PROVIDED INFORMATION »
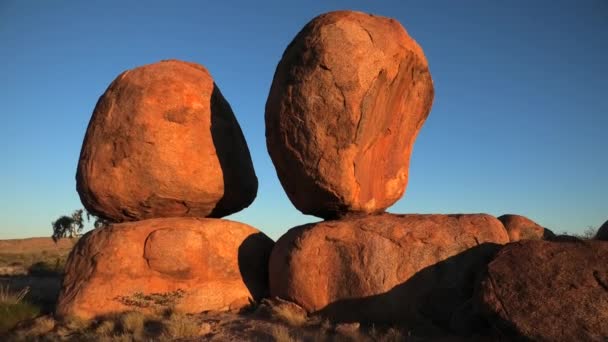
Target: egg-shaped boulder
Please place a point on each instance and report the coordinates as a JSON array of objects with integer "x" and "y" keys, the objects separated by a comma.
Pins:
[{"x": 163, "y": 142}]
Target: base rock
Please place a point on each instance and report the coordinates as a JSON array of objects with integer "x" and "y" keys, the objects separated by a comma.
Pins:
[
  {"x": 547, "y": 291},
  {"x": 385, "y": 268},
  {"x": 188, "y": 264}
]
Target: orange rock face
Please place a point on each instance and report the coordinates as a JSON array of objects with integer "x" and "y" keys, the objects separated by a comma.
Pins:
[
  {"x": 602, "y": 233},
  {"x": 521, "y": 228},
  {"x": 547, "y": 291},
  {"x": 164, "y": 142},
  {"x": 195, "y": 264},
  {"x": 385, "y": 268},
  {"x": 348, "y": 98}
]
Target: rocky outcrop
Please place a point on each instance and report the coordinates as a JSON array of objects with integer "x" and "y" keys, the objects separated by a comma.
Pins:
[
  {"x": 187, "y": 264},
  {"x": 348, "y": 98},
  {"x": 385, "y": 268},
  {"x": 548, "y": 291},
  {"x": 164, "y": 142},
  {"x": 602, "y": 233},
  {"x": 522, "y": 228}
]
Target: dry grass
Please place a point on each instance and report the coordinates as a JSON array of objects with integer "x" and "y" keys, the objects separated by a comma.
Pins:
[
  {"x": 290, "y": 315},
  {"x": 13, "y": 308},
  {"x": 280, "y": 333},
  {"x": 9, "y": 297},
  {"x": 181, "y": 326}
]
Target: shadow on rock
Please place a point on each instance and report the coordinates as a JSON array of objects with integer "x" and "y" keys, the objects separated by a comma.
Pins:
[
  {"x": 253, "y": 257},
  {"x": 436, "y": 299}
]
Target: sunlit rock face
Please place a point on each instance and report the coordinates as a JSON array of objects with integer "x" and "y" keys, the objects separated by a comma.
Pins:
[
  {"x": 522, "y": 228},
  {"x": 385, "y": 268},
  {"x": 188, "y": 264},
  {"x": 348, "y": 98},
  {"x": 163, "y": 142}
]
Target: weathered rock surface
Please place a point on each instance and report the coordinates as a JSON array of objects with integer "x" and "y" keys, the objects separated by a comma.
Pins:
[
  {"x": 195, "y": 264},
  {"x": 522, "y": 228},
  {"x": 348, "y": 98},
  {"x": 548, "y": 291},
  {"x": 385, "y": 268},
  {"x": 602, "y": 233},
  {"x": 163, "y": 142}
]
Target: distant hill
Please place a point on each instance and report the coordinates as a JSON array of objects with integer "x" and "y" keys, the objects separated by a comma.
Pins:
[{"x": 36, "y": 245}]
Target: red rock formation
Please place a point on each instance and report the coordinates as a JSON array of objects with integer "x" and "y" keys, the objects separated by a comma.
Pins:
---
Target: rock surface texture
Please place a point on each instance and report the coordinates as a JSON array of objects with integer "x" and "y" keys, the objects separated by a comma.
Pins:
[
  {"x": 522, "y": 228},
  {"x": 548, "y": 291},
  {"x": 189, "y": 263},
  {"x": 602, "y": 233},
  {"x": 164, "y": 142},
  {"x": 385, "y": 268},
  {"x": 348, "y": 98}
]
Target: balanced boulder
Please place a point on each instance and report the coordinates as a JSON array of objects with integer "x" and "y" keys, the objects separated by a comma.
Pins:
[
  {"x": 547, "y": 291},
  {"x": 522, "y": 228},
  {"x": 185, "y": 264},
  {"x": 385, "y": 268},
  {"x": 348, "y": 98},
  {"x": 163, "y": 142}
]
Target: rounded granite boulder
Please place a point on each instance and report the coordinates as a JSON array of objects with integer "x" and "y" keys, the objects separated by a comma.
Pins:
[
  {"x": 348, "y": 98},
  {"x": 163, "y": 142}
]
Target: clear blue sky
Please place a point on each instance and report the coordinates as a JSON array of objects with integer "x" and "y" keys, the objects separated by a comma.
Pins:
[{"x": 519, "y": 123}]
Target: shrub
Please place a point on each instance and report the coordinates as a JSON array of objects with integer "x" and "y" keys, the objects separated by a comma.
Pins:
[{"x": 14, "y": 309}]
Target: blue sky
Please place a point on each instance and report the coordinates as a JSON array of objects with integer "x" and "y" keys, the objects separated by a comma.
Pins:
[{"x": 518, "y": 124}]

SET EXERCISE »
Count the lines in the rows above that contain the string "blue". Give only the number.

EXERCISE OUTPUT »
2